[RECORDED DATA — start]

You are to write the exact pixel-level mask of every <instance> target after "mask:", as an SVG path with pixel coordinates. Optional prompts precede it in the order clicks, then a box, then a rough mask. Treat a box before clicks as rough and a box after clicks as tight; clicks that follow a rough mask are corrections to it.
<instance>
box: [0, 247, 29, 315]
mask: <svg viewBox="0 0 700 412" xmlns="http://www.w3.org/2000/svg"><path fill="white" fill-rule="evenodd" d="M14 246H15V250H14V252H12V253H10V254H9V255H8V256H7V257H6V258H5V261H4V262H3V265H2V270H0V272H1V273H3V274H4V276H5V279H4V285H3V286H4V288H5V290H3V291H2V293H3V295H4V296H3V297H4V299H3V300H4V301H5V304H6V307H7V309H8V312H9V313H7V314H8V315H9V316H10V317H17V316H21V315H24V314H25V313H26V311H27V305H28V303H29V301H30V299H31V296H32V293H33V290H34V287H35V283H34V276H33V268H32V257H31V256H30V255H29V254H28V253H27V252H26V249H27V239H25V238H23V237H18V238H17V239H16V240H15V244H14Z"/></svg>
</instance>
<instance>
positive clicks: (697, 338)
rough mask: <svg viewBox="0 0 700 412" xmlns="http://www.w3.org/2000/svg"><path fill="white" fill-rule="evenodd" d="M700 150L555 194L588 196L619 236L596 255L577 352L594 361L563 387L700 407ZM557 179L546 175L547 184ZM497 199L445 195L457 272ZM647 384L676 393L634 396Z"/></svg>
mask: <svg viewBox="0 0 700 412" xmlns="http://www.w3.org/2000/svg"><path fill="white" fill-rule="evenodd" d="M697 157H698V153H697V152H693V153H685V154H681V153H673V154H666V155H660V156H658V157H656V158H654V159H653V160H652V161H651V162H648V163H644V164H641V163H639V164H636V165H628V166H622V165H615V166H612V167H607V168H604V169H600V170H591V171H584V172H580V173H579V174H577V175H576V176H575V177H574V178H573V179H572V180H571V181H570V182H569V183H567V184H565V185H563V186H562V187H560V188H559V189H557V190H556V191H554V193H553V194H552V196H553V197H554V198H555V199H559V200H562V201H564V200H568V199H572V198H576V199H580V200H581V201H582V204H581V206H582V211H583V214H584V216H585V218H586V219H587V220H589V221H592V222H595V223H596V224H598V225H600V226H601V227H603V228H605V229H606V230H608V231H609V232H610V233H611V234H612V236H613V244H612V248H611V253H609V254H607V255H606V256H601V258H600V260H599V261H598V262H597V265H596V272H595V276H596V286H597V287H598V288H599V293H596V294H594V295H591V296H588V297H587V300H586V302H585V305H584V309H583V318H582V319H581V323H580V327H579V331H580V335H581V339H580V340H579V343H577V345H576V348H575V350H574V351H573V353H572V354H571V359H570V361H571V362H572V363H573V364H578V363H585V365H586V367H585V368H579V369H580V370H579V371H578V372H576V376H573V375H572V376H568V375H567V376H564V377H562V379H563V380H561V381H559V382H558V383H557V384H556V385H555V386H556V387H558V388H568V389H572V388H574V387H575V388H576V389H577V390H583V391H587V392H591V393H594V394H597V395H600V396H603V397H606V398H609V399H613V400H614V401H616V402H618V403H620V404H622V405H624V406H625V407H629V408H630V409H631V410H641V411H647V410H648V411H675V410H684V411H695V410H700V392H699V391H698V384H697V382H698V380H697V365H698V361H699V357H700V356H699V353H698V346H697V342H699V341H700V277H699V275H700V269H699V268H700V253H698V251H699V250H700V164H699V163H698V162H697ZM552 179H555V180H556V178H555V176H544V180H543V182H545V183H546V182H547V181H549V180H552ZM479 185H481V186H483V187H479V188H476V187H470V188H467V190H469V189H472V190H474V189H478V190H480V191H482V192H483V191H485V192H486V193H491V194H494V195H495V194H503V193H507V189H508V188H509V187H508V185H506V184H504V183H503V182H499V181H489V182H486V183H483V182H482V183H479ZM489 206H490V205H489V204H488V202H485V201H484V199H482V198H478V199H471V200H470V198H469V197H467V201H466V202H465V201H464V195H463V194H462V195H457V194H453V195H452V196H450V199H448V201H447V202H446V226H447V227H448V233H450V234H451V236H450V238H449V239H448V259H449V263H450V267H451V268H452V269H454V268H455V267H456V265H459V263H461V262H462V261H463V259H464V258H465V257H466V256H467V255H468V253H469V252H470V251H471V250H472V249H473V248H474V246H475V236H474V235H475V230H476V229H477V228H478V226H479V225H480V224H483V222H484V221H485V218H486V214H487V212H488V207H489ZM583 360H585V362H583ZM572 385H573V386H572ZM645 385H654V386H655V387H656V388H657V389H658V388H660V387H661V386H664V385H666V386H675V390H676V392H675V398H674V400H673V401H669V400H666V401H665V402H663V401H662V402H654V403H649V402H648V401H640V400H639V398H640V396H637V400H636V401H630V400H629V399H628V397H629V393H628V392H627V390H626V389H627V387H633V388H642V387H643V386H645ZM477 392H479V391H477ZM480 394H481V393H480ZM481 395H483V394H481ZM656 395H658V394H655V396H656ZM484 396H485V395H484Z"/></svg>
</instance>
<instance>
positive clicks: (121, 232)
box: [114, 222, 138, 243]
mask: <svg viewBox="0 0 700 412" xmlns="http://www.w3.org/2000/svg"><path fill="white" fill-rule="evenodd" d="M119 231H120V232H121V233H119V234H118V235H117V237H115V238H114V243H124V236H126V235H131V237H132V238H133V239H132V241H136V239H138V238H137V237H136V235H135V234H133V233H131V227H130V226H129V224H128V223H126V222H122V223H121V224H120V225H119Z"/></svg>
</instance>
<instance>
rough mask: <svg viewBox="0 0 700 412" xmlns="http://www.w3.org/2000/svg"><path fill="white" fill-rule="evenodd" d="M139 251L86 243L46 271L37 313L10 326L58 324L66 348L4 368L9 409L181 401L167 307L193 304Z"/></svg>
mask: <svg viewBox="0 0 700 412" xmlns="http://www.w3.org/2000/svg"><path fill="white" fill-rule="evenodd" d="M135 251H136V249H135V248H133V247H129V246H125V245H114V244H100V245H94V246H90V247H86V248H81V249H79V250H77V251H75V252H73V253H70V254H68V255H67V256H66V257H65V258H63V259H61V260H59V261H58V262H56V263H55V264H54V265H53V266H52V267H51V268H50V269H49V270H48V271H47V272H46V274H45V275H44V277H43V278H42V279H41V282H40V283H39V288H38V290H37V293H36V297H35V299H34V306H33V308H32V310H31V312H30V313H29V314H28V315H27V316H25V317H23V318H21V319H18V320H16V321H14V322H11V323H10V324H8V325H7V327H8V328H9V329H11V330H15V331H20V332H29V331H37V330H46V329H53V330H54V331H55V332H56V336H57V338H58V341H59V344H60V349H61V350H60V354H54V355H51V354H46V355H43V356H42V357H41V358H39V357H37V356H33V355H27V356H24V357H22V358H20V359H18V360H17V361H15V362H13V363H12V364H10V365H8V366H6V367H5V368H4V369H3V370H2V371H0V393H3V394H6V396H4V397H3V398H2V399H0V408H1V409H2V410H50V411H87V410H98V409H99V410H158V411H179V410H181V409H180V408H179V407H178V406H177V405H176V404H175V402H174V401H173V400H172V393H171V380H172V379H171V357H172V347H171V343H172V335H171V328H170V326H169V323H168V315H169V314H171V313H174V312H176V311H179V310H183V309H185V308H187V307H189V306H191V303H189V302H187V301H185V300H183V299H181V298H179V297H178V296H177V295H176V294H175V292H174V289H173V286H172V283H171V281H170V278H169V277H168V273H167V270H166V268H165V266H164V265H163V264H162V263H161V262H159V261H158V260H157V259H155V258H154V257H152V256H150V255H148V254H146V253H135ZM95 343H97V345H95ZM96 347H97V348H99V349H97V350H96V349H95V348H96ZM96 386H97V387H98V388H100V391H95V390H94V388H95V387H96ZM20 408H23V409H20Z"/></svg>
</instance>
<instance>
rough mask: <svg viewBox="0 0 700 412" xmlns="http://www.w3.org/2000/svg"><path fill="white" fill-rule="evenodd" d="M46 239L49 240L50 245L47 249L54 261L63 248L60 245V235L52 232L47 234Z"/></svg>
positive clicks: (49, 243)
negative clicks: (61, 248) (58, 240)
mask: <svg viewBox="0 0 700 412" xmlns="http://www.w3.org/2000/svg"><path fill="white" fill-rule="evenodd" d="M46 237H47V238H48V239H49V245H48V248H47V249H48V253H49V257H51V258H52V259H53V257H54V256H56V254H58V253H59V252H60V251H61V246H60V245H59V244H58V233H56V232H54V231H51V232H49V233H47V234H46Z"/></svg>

[RECORDED DATA — finish]

**EXERCISE**. How many lines of the data include the word "positive"? Reply with the number and nothing else.

**RESPONSE AREA**. 3